* Source records:

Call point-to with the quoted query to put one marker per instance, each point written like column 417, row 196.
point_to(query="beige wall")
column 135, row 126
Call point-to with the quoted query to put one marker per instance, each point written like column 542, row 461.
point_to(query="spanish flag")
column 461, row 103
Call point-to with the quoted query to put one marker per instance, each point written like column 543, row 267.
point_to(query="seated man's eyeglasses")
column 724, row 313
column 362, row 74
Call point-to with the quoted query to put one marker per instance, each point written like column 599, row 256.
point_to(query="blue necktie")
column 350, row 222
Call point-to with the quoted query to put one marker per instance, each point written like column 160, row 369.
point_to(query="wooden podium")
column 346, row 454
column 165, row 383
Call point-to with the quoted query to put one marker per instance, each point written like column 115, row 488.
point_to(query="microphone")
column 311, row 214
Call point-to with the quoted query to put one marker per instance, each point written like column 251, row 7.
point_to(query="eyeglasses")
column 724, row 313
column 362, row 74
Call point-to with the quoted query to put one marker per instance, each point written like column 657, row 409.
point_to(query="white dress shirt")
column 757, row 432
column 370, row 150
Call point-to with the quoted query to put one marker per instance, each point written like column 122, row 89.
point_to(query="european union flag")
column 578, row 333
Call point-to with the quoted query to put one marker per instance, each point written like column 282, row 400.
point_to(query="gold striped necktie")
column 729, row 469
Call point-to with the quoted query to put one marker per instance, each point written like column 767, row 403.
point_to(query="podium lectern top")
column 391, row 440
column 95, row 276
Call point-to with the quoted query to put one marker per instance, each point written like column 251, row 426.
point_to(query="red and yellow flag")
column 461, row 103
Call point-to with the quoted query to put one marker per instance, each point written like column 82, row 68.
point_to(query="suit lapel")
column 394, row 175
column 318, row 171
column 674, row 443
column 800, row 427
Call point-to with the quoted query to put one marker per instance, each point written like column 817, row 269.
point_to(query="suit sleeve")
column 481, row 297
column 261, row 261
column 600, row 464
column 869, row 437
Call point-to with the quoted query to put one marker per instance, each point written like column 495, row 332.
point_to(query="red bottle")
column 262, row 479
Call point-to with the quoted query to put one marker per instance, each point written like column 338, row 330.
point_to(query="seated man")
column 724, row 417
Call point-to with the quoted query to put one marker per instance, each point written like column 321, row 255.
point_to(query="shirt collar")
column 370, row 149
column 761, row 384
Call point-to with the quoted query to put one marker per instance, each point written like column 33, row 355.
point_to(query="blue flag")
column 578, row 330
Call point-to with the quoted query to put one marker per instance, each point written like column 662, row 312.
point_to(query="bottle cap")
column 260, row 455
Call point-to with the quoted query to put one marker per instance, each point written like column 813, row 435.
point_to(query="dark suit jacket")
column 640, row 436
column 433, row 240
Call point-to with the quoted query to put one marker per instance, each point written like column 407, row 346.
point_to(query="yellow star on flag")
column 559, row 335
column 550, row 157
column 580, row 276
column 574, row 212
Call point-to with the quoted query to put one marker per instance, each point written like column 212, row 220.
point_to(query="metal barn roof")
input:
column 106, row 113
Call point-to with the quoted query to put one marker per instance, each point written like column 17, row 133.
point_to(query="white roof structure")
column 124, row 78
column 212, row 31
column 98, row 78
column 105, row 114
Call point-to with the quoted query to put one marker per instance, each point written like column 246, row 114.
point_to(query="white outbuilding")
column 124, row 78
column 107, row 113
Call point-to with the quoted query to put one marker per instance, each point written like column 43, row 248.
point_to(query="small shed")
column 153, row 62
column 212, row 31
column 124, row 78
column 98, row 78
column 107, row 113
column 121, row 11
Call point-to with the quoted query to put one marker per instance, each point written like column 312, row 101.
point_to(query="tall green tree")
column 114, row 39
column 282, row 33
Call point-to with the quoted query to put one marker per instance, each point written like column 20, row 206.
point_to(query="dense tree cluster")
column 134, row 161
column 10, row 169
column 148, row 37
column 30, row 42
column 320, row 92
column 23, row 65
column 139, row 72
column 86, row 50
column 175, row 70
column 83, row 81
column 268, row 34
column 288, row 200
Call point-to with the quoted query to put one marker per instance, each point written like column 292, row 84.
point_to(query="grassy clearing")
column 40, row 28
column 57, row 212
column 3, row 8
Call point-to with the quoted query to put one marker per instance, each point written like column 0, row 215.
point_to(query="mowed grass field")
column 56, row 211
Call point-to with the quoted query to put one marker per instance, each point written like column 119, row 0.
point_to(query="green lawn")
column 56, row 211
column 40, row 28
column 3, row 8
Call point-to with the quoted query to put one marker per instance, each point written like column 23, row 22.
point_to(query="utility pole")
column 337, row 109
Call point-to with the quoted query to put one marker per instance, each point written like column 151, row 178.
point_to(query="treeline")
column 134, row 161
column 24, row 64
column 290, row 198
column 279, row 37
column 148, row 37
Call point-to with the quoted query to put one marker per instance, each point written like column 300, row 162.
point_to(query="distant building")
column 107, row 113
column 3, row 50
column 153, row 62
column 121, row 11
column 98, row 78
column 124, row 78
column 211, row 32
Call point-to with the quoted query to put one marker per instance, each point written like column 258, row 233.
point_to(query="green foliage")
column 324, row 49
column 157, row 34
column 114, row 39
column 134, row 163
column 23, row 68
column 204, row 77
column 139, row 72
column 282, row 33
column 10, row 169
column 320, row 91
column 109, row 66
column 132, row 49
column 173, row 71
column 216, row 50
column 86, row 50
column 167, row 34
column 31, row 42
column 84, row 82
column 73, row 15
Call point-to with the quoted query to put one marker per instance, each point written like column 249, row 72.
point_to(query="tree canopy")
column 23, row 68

* YOUR ASSIGNMENT:
Set down each record verbatim.

* RESPONSE TO THE EXERCISE:
Call point-to with the quoted query to put one marker per instance, each point written like column 417, row 196.
point_to(query="beige wall")
column 135, row 126
Call point-to with the quoted query to put one marker per instance, each point written like column 542, row 461.
point_to(query="spanish flag")
column 461, row 103
Call point-to with the quoted query to put one marker per instance, each point written like column 543, row 267.
point_to(query="seated man's eyeglasses")
column 724, row 313
column 362, row 74
Call point-to with the quoted query to put one marker per instance, each point written like column 599, row 256.
point_to(query="blue necktie")
column 350, row 222
Call point-to with the quoted query to put one marker per instance, each point written like column 160, row 369.
point_to(query="wooden podium")
column 346, row 454
column 165, row 383
Call point-to with the quoted query to put one marker per instance, each point written like column 115, row 488.
point_to(query="microphone")
column 311, row 214
Call point-to with the quoted query to put one marker per instance, each point written like column 251, row 7.
point_to(query="eyeglasses")
column 724, row 313
column 362, row 74
Call point-to with the quoted query to put one marker per instance, each point written like column 657, row 409.
point_to(query="white dress shirt")
column 757, row 432
column 370, row 150
Call point-to with the quoted query to put one marker per instance, each point written like column 122, row 89.
point_to(query="european union flag")
column 578, row 333
Call point-to with the quoted query to put one marker per instance, each point written like column 282, row 400.
point_to(query="gold striped necktie")
column 729, row 469
Call point-to with the quoted query to put one marker per instance, each point written like column 767, row 403.
point_to(query="podium lectern top")
column 391, row 440
column 95, row 276
Call point-to with the quoted query to put one marker per instance, each point written like column 251, row 426.
point_to(query="red and yellow flag")
column 461, row 103
Call point-to with the quoted query to put one marker per instance, each point written like column 82, row 68.
point_to(query="suit lapel")
column 394, row 175
column 318, row 171
column 674, row 443
column 800, row 427
Call point-to with the quoted query to put one marker per instance, each point written like column 817, row 269.
point_to(query="suit sleeve")
column 481, row 297
column 261, row 261
column 600, row 464
column 869, row 437
Call point-to with the quoted query to put one marker per instance, each point written like column 495, row 332.
point_to(query="red bottle")
column 262, row 479
Call point-to with the quoted query to put one marker per instance, each point written like column 338, row 330.
point_to(query="seated man")
column 724, row 417
Call point-to with the quoted query to put one marker per instance, each point written like column 321, row 255.
point_to(query="shirt collar")
column 370, row 149
column 761, row 384
Call point-to with the quoted query to put one marker per instance, each point written like column 33, row 355.
point_to(query="blue flag")
column 578, row 330
Call point-to with the quoted query to put one marker per instance, each point written like column 662, row 312.
point_to(query="bottle cap")
column 260, row 455
Call point-to with the quoted query to put one marker per instance, each point written like column 813, row 435.
point_to(query="dark suit jacket")
column 640, row 436
column 433, row 240
Call point-to with the quoted query to put one marker per instance, each point written like column 407, row 346.
point_to(query="yellow star on flag")
column 559, row 335
column 550, row 157
column 580, row 276
column 574, row 212
Call point-to with the quoted query to put one marker per instance, each point written like column 212, row 220.
point_to(query="metal barn roof")
input:
column 106, row 113
Call point-to with the quoted query to put one marker per instance, each point written like column 17, row 133.
point_to(query="white roof structure")
column 124, row 78
column 212, row 31
column 98, row 78
column 105, row 114
Call point-to with the quoted query to put one marker per instance, each point written like column 246, row 114.
point_to(query="white outbuilding")
column 124, row 78
column 107, row 113
Call point-to with the quoted query to put one marker per instance, each point written like column 43, row 248.
point_to(query="small shed")
column 153, row 62
column 212, row 31
column 124, row 78
column 98, row 78
column 107, row 113
column 121, row 11
Call point-to with the quoted query to put one marker per instance, each point written like column 312, row 101.
point_to(query="tall green tree")
column 114, row 39
column 282, row 33
Call point-to with the quoted query to put one marker per instance, each point written like column 20, row 206.
point_to(query="dense tree cluster")
column 134, row 161
column 10, row 169
column 148, row 37
column 30, row 42
column 320, row 92
column 23, row 65
column 139, row 72
column 86, row 50
column 175, row 70
column 83, row 81
column 268, row 34
column 288, row 200
Call point-to with the quoted query to put one marker per instance, each point written like column 292, row 84.
point_to(query="grassy clearing")
column 40, row 28
column 57, row 212
column 3, row 8
Call point-to with the quoted query to put one marker per instance, each point written like column 0, row 215.
point_to(query="mowed grass field")
column 56, row 211
Call point-to with the quoted query to put one marker per instance, each point written like column 119, row 0.
point_to(query="green lawn")
column 56, row 211
column 40, row 28
column 3, row 8
Call point-to with the quoted query to put one marker per instance, each point written like column 23, row 22.
point_to(query="utility pole")
column 337, row 109
Call point-to with the quoted query to put one marker per instance, each point written like column 151, row 178.
point_to(query="treeline")
column 134, row 161
column 24, row 64
column 290, row 198
column 279, row 37
column 148, row 37
Call point-to with the quoted query to put one marker per instance, each point written like column 300, row 162.
point_to(query="distant building")
column 107, row 113
column 3, row 50
column 153, row 62
column 121, row 11
column 98, row 78
column 124, row 78
column 211, row 32
Call point-to with the quoted query to put one marker per instance, each point written like column 258, row 233.
point_to(query="green foliage")
column 324, row 49
column 157, row 34
column 114, row 39
column 134, row 163
column 23, row 68
column 204, row 77
column 139, row 72
column 282, row 33
column 10, row 169
column 320, row 91
column 109, row 66
column 132, row 49
column 173, row 71
column 216, row 50
column 86, row 50
column 167, row 34
column 31, row 42
column 84, row 82
column 73, row 15
Call point-to with the quoted query to put one marker per instance, each point written like column 249, row 72.
point_to(query="tree canopy")
column 23, row 68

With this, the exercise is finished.